Filter the data below and copy out every line that contains the word "leaf".

#### [EXERCISE MATERIAL]
□ □ □ □ □ □ □
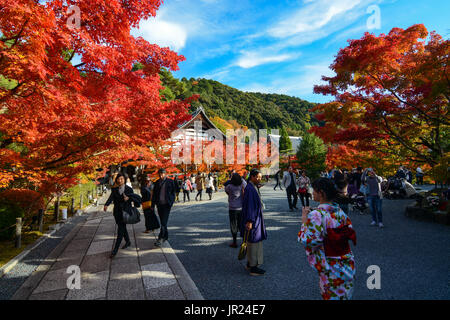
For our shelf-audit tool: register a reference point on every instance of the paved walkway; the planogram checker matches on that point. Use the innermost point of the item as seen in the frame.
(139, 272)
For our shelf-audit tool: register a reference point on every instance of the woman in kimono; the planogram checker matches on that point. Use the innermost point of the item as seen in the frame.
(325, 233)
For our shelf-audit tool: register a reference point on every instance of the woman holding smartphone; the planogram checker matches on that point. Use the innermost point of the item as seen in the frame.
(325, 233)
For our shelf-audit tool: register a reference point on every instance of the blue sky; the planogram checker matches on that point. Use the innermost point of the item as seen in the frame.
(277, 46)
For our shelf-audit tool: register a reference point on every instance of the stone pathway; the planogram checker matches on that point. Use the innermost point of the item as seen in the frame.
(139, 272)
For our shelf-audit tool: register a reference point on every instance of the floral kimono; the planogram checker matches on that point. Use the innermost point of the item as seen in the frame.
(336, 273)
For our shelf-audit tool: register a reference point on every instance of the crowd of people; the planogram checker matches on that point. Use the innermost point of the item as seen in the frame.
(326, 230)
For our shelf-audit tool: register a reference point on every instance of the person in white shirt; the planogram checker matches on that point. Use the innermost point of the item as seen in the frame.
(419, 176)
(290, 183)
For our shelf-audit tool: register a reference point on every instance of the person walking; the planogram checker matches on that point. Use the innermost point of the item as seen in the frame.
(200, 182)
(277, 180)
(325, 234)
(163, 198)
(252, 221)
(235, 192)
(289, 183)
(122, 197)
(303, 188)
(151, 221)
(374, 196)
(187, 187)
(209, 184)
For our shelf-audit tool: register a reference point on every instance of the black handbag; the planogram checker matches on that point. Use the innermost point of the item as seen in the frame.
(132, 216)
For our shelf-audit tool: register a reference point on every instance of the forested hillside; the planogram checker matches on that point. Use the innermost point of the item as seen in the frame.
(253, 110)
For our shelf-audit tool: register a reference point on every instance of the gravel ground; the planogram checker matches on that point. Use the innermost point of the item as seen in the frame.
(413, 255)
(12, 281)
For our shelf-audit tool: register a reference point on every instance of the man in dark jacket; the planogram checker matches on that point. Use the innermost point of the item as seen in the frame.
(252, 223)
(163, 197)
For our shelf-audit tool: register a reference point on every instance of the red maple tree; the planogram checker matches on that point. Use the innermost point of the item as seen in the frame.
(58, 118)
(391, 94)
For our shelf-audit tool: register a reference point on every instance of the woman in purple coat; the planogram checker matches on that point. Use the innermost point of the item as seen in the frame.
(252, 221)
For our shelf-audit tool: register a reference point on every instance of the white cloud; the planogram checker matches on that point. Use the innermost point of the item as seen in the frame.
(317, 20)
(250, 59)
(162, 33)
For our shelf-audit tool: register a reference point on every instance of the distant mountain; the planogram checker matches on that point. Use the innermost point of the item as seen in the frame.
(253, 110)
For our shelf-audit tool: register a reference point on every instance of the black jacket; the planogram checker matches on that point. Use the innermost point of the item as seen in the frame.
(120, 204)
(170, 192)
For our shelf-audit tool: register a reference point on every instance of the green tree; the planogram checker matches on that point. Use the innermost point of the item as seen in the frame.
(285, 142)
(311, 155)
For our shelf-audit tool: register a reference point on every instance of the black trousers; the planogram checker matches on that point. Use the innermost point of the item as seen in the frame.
□ □ □ □ □ □ □
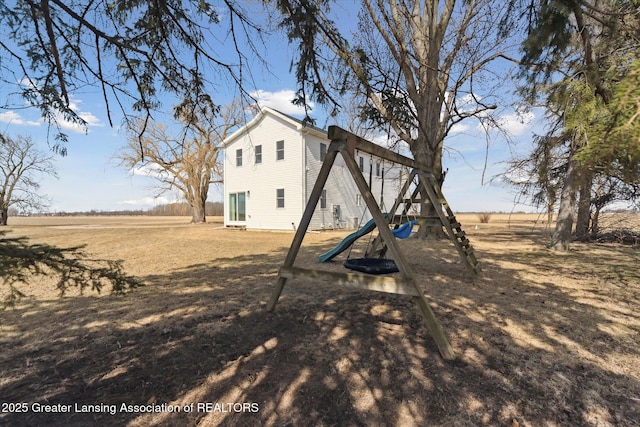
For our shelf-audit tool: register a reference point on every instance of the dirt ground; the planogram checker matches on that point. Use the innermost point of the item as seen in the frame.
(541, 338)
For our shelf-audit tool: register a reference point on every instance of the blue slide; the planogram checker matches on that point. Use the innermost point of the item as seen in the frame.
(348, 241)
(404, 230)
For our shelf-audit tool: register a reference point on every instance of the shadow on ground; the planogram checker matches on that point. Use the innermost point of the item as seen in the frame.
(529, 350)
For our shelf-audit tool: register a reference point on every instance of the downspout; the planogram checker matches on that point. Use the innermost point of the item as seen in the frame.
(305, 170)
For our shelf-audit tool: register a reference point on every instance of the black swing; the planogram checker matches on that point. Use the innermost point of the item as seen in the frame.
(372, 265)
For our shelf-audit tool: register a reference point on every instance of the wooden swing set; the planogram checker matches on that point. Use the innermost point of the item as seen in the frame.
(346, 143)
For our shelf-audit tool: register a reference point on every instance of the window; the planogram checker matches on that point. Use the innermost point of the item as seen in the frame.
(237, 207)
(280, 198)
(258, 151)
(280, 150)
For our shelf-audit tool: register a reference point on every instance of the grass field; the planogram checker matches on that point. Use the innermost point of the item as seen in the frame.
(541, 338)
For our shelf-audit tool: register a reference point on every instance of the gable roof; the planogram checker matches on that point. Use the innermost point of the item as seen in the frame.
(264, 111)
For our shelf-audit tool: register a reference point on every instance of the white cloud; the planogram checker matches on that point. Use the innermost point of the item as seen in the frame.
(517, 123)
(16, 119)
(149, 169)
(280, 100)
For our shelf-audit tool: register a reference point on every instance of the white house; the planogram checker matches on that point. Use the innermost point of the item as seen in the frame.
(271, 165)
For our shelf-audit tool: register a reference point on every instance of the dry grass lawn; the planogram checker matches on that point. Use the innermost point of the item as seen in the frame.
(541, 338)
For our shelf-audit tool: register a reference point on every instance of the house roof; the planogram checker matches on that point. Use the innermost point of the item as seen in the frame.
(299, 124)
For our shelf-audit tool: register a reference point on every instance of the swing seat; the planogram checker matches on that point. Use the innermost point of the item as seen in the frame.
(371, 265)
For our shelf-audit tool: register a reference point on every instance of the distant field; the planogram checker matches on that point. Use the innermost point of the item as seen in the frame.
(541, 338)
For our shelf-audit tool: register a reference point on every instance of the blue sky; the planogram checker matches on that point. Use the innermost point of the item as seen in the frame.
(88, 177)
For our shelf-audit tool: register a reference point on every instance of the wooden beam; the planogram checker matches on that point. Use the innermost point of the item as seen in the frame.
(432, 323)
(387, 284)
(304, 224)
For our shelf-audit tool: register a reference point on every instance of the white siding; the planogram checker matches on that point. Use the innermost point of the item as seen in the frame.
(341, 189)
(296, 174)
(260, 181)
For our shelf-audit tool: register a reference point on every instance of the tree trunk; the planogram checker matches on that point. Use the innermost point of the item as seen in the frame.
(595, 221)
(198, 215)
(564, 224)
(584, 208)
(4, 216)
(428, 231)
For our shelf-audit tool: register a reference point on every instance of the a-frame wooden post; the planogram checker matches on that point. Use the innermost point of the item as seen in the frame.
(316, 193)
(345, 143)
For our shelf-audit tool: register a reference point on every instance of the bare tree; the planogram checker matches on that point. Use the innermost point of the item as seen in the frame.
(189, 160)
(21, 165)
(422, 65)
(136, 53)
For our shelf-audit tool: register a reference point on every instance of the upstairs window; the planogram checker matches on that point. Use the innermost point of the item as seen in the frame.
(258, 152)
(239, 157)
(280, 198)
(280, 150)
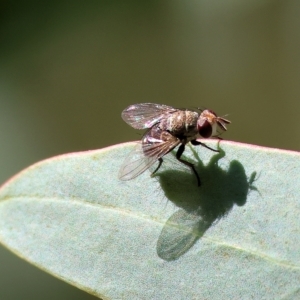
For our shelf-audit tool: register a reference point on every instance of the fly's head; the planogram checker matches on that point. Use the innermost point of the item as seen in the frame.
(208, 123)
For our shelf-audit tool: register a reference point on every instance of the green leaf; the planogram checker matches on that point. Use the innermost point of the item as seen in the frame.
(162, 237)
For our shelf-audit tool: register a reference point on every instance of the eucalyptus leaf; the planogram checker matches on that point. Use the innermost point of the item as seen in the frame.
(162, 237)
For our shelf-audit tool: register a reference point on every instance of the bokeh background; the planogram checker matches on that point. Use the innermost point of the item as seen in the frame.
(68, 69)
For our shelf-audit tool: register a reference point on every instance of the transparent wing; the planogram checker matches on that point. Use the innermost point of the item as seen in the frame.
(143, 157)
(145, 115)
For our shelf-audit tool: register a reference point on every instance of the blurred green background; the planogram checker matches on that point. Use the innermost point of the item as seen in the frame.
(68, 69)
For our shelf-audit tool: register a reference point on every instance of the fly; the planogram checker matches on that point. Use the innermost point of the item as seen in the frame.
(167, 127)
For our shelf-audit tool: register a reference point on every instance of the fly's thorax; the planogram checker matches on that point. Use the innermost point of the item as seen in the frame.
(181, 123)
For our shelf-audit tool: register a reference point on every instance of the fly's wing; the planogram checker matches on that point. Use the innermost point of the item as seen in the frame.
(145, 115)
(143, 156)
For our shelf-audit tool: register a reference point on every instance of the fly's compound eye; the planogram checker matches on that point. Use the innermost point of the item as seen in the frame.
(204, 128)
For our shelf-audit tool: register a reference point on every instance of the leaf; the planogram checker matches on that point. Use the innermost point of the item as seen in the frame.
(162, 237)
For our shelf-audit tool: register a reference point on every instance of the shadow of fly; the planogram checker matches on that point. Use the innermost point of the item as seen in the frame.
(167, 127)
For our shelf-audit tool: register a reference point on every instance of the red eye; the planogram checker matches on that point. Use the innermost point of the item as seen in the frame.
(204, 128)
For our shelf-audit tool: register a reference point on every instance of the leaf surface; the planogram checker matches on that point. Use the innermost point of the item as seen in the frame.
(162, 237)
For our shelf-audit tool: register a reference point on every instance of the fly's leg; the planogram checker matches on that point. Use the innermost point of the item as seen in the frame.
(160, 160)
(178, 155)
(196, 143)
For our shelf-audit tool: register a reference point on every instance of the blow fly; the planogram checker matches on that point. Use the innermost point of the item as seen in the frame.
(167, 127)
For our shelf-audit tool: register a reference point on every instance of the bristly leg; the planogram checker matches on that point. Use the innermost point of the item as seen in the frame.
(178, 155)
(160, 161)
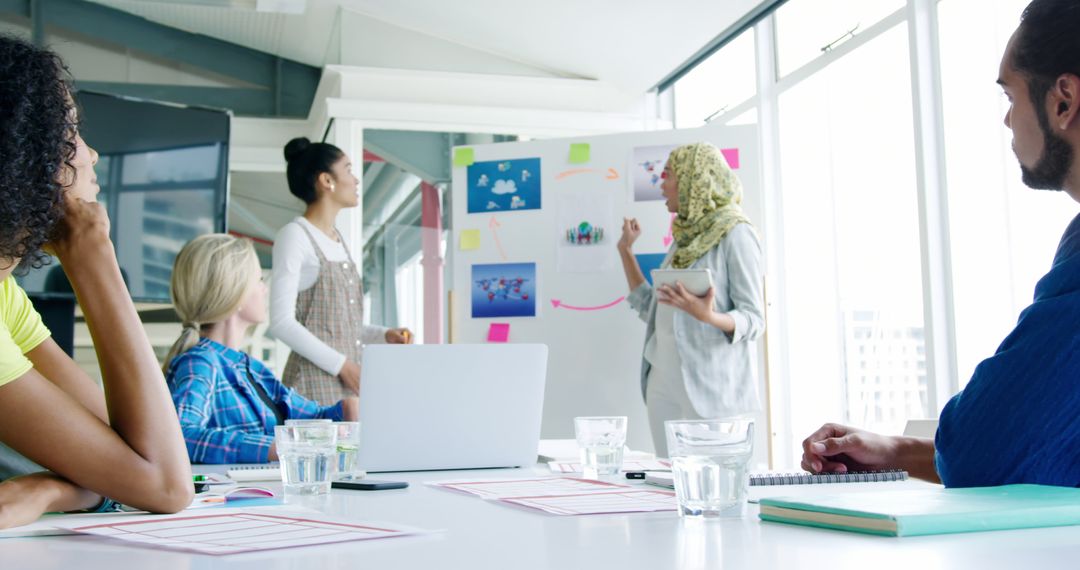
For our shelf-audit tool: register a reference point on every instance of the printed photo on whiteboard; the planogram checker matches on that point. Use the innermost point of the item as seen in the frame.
□ □ □ □ □ □ □
#### [EXERCISE OUTPUT]
For our shelf-audit tool: register a reference point on every instance of the green leaf; the planogram checker matches on that point. Use the innermost point of the item as seen in the frame.
For our shelf-audit tool: register a reference point on every instance of the eucalyptus leaf; the planogram checker matches on that point. Use the innermost point of the item as seen in the frame.
For our shelf-audit tool: register a reference point on every instance of the leaf; the planogram checker matches on that point. Use the innermost point of the item as seen in the frame.
For our shelf-audit tool: register a reference point on every instance of the leaf surface; the planogram checker matches on that point. Use the innermost point of the item as seen in the frame.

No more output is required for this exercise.